> _Required task_
Could you give every line of the material below as a numbered list, leaving out blank lines and the pictures?

> _Input for this task_
"""
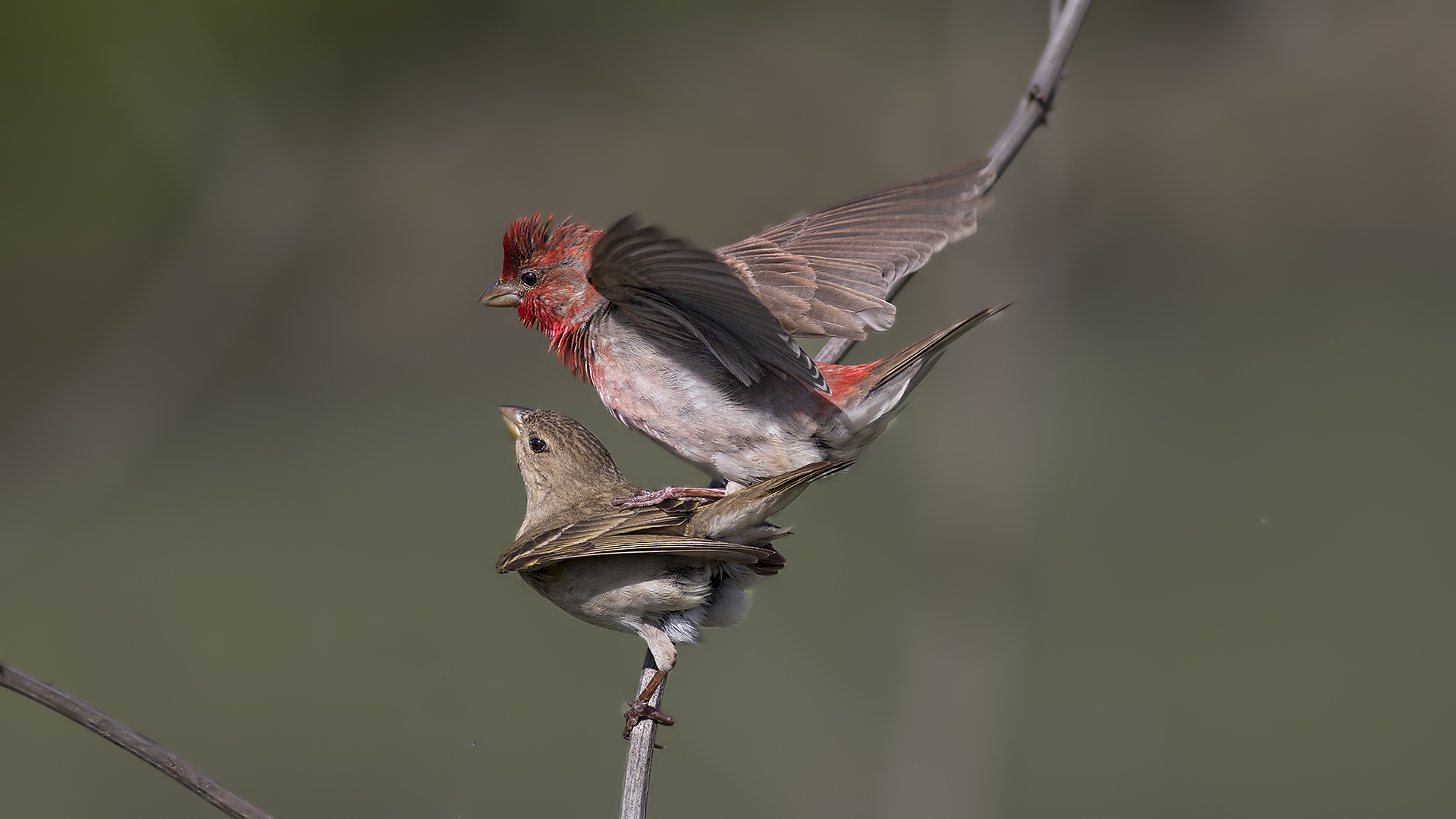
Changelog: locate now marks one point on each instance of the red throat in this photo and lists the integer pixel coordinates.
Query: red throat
(563, 303)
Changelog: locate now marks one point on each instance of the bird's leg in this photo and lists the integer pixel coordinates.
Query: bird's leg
(664, 654)
(670, 493)
(641, 707)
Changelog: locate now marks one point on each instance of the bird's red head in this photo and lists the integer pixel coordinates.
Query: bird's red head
(544, 276)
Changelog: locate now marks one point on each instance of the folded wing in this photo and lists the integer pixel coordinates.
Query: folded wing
(691, 297)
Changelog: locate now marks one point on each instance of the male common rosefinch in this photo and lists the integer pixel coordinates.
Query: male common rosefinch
(693, 349)
(661, 572)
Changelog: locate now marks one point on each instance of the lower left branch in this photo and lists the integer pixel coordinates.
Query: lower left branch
(147, 751)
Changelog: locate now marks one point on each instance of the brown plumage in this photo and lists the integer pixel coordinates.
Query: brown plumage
(661, 570)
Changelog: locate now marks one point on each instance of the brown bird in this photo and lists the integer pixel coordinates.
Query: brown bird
(660, 572)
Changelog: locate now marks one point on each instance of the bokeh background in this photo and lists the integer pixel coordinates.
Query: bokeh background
(1168, 538)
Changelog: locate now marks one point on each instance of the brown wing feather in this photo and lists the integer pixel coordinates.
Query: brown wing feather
(548, 553)
(829, 273)
(689, 295)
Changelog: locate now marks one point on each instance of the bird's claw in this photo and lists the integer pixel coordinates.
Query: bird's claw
(639, 711)
(670, 493)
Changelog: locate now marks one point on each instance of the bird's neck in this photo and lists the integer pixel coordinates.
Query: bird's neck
(566, 316)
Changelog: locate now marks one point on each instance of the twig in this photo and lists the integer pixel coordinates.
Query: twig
(639, 751)
(150, 752)
(1066, 22)
(1031, 112)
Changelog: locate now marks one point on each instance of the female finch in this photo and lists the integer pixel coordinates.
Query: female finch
(663, 570)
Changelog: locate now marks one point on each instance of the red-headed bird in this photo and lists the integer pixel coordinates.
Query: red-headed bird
(695, 349)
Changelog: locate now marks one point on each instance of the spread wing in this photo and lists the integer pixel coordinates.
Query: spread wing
(689, 295)
(645, 531)
(829, 273)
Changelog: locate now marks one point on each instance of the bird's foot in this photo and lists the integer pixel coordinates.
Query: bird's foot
(639, 711)
(670, 493)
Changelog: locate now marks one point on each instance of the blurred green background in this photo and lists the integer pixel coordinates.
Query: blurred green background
(1168, 538)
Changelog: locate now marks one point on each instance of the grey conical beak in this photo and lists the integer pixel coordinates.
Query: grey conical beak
(514, 417)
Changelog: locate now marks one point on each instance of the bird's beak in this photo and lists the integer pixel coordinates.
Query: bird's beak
(500, 295)
(514, 417)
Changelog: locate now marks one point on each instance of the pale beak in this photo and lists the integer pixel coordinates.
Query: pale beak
(514, 417)
(500, 297)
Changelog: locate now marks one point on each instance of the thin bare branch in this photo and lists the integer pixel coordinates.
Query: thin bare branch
(147, 751)
(639, 751)
(1030, 112)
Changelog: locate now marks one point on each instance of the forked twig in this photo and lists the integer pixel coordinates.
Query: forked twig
(147, 751)
(639, 751)
(1066, 22)
(1030, 112)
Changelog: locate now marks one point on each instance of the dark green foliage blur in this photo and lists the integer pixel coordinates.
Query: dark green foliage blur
(1171, 537)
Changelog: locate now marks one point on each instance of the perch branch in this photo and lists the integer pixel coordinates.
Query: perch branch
(1030, 112)
(1066, 22)
(639, 751)
(150, 752)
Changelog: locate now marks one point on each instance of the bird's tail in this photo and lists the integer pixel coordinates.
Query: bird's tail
(886, 384)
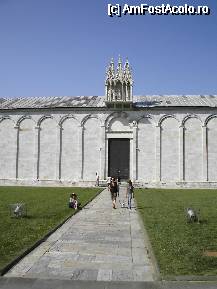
"""
> _Output for this exercise_
1. Changelog: locate now marks one point on each instance of the red throat in this photo and lists the integer pixel coordinates.
2. Query: red throat
3. (563, 303)
4. Changelog: locate now marks one point on each instance of the bird's leg in this photo and lists the integer pixel coordinates.
5. Query: bird's leg
6. (664, 654)
7. (670, 493)
8. (641, 707)
9. Changelog: locate now marks one point on each instance of the bird's red head in this photo and lists the integer pixel coordinates.
10. Query: bird's red head
11. (544, 276)
12. Changelog: locate now marks one point on each instance of the folded wing in this photo and lists the integer pixel coordinates.
13. Query: folded wing
14. (691, 297)
15. Changelog: locate now marks one point on each instance of the male common rosefinch in this photo and lists the integer pixel coordinates.
16. Query: male common rosefinch
17. (693, 349)
18. (661, 572)
19. Changelog: locate now marks one point on each instance of the lower left branch in this photo and lists the integer pixel coordinates.
20. Query: lower left branch
21. (147, 751)
22. Changelog: locate now marks one point on each instance of the brown plumage in this photo and lists the integer pixel coordinates.
23. Query: brown plumage
24. (661, 570)
25. Changelog: locate now marks one point on each instance of the brown bird in this photo and lists the integer pixel coordinates.
26. Query: brown bird
27. (660, 572)
28. Changelog: locate now marks one point on each instance of the bokeh background in this photo and lists the integer pixel coordinates.
29. Query: bokeh background
30. (1168, 538)
31. Changelog: locate now marks one point on each instance of the brown wing feather in this photo and lists the integer pixel coordinates.
32. Query: brown wing feather
33. (548, 553)
34. (829, 273)
35. (689, 295)
36. Changelog: locate now marks one point on each instance of the bird's claw in this photo and lists the integer pixel coordinates.
37. Query: bird's claw
38. (639, 711)
39. (670, 493)
40. Changelog: locate now marks one point on each instance of the bird's neck in this photo and lists the integer pixel coordinates.
41. Query: bird's neck
42. (566, 316)
43. Changelog: locate now marks one point on each instance of the twig in this photo and lists the integer pixel coordinates.
44. Query: twig
45. (639, 751)
46. (150, 752)
47. (1066, 22)
48. (1031, 112)
49. Changelog: locate now marks one point on each instance of the female finch in this photo and lists the integer pixel coordinates.
50. Query: female finch
51. (663, 570)
52. Changelog: locate now marks one point on each instance of the red-headed bird in this photo and lists the integer pixel coordinates.
53. Query: red-headed bird
54. (695, 349)
55. Changelog: locate now marks one point on each instance of the spread wing in this photo and lists the integer pixel coordinates.
56. Query: spread wing
57. (689, 295)
58. (645, 531)
59. (829, 273)
60. Changelog: locate now marks one point on each instance of the bird's foot in this photo and lists the integer pixel coordinates.
61. Query: bird's foot
62. (639, 711)
63. (670, 493)
64. Changelog: locate now marks one point on each instance of the blurred green background in this photo and lists the integer pixel coordinates.
65. Query: blurred green background
66. (1168, 538)
67. Changelog: locate now marks one point on each instance of the grey conical beak in this photo and lists the integer pixel coordinates.
68. Query: grey conical beak
69. (514, 417)
70. Changelog: locate now marks one point on each instance of the bird's beak in this photo and lists the integer pixel coordinates.
71. Query: bird's beak
72. (500, 295)
73. (514, 417)
74. Changelog: locate now marks one point on each instance of the pale beak in this photo and lists the integer pixel coordinates.
75. Query: pale beak
76. (514, 417)
77. (500, 297)
78. Changelog: locate now marks one point on each instance of the thin bare branch in this photo and lists the integer pixel coordinates.
79. Query: thin bare branch
80. (147, 751)
81. (639, 751)
82. (1030, 112)
83. Changelog: locate now marks one point on each instance of the forked twig in this photo and lists the integer pixel coordinates.
84. Query: forked twig
85. (147, 751)
86. (639, 751)
87. (1066, 22)
88. (1030, 112)
89. Changelog: locate now marks one point on each instance of the dark green foliage blur in this photo and lists the integer pixel coordinates.
90. Query: dark green foliage blur
91. (1171, 537)
92. Changelog: locate now marks one point on each instance of the perch branch in this photo and lists the integer pixel coordinates.
93. Query: perch branch
94. (1030, 112)
95. (1066, 22)
96. (639, 751)
97. (150, 752)
98. Changelog: locate now marks one point on each instance of the bird's tail in this photo and lists the integer pixel coordinates.
99. Query: bird's tail
100. (886, 384)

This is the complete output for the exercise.